▸ EXERCISE BRIEF
Every line below that holds "black" must be copied.

-- DATA SHOWN follows --

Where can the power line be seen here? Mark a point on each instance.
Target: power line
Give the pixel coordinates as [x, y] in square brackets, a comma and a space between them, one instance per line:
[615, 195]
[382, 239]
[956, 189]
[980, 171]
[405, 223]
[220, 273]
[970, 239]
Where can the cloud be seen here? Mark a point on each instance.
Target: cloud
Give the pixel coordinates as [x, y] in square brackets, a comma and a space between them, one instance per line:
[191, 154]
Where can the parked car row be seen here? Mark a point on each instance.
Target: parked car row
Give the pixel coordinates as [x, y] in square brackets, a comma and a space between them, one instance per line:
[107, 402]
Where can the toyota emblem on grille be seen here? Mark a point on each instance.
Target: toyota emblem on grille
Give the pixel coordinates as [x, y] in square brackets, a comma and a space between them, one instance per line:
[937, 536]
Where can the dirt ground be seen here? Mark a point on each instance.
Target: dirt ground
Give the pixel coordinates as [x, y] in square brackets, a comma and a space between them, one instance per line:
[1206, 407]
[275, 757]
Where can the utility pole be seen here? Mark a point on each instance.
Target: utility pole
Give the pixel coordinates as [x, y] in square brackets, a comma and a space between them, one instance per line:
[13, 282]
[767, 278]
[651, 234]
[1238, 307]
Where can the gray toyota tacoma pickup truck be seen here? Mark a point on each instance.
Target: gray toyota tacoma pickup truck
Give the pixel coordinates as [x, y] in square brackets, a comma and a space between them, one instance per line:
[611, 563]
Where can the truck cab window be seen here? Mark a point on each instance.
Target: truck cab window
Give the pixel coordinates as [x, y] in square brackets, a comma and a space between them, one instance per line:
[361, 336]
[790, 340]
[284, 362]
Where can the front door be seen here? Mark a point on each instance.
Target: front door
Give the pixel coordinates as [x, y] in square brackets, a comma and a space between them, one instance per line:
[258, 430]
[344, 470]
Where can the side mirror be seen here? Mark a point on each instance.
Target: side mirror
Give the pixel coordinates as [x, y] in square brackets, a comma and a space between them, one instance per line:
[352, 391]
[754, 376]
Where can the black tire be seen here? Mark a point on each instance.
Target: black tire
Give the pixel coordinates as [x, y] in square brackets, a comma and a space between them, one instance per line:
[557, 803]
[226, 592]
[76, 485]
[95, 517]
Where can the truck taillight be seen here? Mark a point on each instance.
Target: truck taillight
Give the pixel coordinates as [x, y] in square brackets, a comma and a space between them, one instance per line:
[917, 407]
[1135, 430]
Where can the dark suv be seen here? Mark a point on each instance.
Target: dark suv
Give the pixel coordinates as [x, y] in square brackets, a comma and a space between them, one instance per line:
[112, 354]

-- DATA SHOWN concluded --

▸ RESULT OF THE TASK
Where can the black tire be seen here? Mark a point on each instance.
Target: black tire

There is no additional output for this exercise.